*Excerpt to read*
+--

PORTSMOUTH, N.H.—John McCain has lost his maverick magic.

The Arizona senator lags behind rivals in fundraising for the 2008 Republican presidential nomination. He's lost ground in public opinion polls.

And in this state where he claimed his biggest victory the last time he ran, many Republicans see him as old, tired or too willing to bow down to an unpopular president or to his onetime foils, such as Christian conservative leaders.

"I was a strong backer of McCain last time," said George Carlisle, a retired corporate executive from Portsmouth. "The guy was magical. I don't think he's the man he was seven years ago. He's done. Stick a fork in him, he's done."

McCain aides on Wednesday blamed his third-place showing in fundraising—$12.5 million, well behind former Massachusetts Gov. Mitt Romney's $20 million and trailing former New York Mayor Rudy Giuliani's $15 million—on the mechanics of his campaign. They announced a new fundraising team.

They also delayed the formal kickoff of his struggling campaign, setting aside the scheduled April 11 date in favor of a new speech explaining his support for the Iraq war. Earlier this week in Iraq, he argued that things are better there than Americans have been told, only to be contradicted the next day by ordinary Iraqis, who said his visit was a staged media show and that the security he saw at one Baghdad market had been ramped up because he was there.

Interviews with voters, pollsters and analysts in New Hampshire—where McCain upset front-runner George W. Bush in 2000—suggest that the senator's problems are deeper than campaign management and that he's now the establishment figure at risk of being knocked off in the nation's pivotal first primary.

"Compared to a year ago, he's not doing so well," said Dick Bennett, a New Hampshire-based pollster. "He's lost support. It isn't like it was eight years ago. He's holding his own, but it isn't anything like it was."

The most recent survey by Bennett's firm, the American Research Group, found McCain still holding an edge over the field but by a much narrower margin. He lost 6 percentage points in the first three months of this year—as did Giuliani—while Romney gained 8.

A new CNN poll of New Hampshire voters released Wednesday put McCain in a tie with Giuliani at 29 percent each, with Romney at 17 percent and former Tennessee Sen. Fred Thompson at 14 percent. That's comparable with the CNN poll's findings in February.

A common complaint among Republicans in New Hampshire is that McCain has lost the rebel quality that they liked so much in 2000.

+--

*Given records*

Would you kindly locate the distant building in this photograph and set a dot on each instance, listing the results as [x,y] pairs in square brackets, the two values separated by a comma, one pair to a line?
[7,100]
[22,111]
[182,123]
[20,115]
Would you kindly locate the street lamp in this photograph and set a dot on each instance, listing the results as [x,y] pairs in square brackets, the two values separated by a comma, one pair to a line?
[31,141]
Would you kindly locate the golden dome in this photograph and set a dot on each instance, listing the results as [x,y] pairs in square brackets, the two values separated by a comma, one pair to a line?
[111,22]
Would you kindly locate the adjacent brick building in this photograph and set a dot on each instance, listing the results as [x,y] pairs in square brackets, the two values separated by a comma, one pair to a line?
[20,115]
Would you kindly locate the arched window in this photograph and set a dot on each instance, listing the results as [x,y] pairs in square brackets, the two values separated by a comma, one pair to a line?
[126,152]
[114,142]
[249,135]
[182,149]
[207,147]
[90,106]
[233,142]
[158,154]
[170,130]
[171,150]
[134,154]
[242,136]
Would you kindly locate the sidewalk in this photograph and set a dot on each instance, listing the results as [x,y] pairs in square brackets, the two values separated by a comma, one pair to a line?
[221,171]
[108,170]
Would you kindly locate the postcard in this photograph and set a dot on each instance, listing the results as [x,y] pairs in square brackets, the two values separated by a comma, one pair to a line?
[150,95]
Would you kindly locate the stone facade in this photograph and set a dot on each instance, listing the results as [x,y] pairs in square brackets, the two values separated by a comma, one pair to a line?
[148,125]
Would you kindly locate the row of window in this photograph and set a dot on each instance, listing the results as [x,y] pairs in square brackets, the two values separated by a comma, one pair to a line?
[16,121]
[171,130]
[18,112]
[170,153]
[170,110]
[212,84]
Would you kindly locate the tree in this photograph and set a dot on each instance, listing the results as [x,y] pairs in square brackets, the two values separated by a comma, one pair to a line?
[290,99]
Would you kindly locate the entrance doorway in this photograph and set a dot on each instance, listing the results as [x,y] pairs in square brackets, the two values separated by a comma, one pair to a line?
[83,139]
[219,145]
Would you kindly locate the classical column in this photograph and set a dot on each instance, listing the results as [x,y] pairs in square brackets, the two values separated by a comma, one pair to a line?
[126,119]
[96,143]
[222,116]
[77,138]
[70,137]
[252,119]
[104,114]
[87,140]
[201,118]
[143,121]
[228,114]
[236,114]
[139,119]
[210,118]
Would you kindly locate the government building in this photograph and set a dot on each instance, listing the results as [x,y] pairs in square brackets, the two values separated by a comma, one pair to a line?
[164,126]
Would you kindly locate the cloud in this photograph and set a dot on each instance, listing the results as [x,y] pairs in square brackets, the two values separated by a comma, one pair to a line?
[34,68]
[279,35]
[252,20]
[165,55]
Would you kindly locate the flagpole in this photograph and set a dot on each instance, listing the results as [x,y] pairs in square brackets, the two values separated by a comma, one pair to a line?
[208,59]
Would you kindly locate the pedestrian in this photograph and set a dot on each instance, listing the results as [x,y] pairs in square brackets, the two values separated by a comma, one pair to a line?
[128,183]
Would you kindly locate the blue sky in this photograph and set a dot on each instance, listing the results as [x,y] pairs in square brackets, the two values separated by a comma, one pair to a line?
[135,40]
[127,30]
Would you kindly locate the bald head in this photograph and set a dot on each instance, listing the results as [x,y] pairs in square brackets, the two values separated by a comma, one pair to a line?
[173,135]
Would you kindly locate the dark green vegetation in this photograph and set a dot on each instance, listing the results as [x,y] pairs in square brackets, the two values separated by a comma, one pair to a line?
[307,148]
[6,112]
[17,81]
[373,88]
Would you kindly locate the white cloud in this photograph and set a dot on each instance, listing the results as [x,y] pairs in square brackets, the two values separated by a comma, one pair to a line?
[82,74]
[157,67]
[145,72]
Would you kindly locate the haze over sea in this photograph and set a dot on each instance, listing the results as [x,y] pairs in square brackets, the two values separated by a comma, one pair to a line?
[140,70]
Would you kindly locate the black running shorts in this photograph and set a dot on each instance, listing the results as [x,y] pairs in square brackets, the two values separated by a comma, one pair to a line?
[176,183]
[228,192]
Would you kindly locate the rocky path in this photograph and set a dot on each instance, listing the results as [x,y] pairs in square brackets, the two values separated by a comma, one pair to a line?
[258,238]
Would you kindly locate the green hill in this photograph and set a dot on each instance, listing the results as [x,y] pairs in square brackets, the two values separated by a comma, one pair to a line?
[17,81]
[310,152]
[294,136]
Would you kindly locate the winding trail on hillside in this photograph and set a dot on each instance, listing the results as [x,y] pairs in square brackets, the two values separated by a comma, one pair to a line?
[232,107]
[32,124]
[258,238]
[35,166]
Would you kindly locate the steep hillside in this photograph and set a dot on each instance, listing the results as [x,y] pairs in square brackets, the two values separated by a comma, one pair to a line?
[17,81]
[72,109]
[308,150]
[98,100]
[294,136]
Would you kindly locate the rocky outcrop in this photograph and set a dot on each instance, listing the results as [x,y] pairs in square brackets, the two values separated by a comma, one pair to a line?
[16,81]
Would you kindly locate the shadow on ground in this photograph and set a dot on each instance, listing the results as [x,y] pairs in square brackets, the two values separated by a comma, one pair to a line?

+--

*Work to do*
a. Retype the passage from the McCain campaign article, starting with "The most recent" and going on through "findings in February.".
b. Answer these from the McCain campaign article:
(i) How much did McCain raise in fundraising?
(ii) On what date was his formal campaign kickoff originally scheduled?
(iii) What percentage did Romney get in the new CNN poll of New Hampshire voters?
Rely only on the McCain campaign article for everything asked here.

*Worked solutions*
a.
The most recent survey by Bennett's firm, the American Research Group, found McCain still holding an edge over the field but by a much narrower margin. He lost 6 percentage points in the first three months of this year—as did Giuliani—while Romney gained 8.

A new CNN poll of New Hampshire voters released Wednesday put McCain in a tie with Giuliani at 29 percent each, with Romney at 17 percent and former Tennessee Sen. Fred Thompson at 14 percent. That's comparable with the CNN poll's findings in February.

b.
(i) $12.5 million
(ii) April 11
(iii) 17 percent